What needs to be done: Return every line of the rows below that contains the word "brick", with case counting.

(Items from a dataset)
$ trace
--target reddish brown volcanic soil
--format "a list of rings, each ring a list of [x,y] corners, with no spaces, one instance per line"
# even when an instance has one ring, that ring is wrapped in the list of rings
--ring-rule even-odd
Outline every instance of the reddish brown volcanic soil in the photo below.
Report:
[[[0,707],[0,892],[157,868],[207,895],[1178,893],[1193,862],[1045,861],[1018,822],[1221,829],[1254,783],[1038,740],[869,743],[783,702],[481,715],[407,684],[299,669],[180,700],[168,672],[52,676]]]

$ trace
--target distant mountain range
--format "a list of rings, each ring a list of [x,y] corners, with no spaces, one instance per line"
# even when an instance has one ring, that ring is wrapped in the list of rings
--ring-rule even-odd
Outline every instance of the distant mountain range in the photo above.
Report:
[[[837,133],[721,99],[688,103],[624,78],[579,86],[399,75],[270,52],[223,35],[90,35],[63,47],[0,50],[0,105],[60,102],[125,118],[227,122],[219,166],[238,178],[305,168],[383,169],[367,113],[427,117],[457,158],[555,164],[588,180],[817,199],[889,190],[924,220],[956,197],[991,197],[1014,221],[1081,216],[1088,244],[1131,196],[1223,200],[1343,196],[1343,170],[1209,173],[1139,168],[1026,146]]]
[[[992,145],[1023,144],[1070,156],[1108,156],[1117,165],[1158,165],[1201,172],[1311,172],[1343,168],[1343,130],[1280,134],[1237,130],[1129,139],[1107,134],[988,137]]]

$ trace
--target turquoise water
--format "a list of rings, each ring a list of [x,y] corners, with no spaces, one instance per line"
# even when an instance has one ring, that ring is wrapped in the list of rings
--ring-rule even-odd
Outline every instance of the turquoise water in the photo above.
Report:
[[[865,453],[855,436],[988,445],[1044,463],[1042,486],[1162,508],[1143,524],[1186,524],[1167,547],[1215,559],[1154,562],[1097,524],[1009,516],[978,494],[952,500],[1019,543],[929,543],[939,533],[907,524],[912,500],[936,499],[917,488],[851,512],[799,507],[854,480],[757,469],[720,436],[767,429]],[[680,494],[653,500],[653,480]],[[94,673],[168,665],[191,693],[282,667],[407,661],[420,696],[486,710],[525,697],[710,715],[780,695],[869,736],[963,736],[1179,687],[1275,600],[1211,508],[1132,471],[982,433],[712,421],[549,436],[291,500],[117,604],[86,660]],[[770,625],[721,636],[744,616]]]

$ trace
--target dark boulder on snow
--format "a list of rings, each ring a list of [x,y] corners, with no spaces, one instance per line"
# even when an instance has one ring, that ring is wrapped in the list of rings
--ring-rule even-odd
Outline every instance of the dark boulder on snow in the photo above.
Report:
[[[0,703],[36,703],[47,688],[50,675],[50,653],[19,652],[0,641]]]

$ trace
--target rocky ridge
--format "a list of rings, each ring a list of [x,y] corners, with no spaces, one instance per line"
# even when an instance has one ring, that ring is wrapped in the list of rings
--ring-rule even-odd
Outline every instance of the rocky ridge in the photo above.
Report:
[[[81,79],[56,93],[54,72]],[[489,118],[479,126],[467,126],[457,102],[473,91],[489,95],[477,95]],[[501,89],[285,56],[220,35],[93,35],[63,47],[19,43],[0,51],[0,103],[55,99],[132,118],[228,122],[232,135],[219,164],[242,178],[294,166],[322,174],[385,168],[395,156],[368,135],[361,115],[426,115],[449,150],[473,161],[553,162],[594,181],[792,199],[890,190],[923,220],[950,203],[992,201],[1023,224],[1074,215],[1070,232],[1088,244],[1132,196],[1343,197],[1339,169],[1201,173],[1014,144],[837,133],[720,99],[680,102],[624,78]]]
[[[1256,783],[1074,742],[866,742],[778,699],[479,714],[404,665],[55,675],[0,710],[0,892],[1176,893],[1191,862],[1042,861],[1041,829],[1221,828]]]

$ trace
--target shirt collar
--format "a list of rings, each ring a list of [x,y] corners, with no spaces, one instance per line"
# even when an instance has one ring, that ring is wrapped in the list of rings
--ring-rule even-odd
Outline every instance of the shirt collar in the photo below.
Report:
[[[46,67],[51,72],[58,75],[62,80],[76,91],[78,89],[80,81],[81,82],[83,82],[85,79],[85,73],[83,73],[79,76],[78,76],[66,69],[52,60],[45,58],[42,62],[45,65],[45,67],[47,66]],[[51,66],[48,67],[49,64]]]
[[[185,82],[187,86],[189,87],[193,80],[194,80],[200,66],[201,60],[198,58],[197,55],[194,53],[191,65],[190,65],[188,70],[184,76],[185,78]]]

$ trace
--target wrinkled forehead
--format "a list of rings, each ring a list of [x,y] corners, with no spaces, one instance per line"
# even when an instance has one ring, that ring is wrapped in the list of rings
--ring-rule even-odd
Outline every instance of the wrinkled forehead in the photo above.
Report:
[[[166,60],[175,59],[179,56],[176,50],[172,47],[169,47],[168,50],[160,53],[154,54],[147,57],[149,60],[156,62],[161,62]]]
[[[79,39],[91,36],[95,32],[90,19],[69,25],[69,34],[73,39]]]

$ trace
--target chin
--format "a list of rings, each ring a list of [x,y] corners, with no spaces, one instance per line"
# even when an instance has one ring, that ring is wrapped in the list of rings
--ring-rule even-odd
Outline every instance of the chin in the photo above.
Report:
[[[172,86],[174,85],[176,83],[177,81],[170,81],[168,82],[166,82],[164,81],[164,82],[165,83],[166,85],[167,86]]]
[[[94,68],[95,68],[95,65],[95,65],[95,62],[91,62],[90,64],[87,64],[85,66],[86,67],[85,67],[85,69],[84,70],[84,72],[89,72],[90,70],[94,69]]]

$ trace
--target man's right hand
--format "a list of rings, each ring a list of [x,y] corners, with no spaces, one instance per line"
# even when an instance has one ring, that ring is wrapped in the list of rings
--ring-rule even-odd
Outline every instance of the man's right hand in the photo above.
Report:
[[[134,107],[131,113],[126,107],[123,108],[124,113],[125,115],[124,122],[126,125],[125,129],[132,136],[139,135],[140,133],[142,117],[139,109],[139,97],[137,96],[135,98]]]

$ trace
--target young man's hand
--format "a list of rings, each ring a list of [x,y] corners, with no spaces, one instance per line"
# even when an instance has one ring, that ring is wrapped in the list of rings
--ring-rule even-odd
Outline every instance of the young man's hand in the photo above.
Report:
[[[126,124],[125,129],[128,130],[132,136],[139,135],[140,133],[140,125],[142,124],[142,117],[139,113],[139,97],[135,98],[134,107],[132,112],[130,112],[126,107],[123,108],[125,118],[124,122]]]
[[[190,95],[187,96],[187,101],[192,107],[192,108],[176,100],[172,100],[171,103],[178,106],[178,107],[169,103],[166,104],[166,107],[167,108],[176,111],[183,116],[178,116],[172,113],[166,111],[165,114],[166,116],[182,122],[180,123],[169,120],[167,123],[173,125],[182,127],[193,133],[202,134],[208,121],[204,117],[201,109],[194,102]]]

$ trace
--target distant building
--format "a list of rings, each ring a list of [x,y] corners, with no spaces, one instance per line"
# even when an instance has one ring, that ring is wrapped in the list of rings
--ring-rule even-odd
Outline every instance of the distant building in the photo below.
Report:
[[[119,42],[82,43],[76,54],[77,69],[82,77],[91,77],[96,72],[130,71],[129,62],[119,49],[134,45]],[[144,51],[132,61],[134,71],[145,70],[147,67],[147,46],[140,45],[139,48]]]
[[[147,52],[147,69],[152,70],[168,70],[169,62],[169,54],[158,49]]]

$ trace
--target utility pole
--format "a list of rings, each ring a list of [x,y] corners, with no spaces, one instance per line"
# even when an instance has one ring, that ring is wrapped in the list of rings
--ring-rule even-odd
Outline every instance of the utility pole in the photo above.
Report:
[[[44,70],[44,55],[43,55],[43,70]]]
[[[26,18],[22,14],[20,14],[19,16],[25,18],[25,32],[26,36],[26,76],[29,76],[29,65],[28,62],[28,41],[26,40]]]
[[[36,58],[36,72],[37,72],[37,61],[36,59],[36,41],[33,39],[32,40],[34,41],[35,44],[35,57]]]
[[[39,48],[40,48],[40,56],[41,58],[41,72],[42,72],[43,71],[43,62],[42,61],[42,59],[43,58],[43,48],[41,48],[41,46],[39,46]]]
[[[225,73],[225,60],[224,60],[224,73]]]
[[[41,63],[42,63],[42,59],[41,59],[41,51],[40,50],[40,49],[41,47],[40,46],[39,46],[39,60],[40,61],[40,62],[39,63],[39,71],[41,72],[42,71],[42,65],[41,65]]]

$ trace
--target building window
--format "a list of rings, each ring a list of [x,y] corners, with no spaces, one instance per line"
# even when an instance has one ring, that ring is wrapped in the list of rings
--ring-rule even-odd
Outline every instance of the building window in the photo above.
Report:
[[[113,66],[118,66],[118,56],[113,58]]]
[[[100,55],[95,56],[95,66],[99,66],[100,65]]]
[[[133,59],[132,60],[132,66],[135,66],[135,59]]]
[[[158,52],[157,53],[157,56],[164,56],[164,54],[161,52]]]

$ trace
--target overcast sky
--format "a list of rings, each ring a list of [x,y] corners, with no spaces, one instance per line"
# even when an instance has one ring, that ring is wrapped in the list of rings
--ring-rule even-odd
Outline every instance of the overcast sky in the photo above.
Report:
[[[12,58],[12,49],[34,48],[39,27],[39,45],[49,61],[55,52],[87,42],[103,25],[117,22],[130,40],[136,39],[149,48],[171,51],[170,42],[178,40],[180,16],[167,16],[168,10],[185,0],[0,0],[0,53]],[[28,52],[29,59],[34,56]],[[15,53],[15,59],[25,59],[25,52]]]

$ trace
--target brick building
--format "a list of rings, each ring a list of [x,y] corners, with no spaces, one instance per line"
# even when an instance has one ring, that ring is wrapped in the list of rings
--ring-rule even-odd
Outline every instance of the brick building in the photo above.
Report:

Worked solution:
--target brick building
Outline every instance of the brick building in the photo above.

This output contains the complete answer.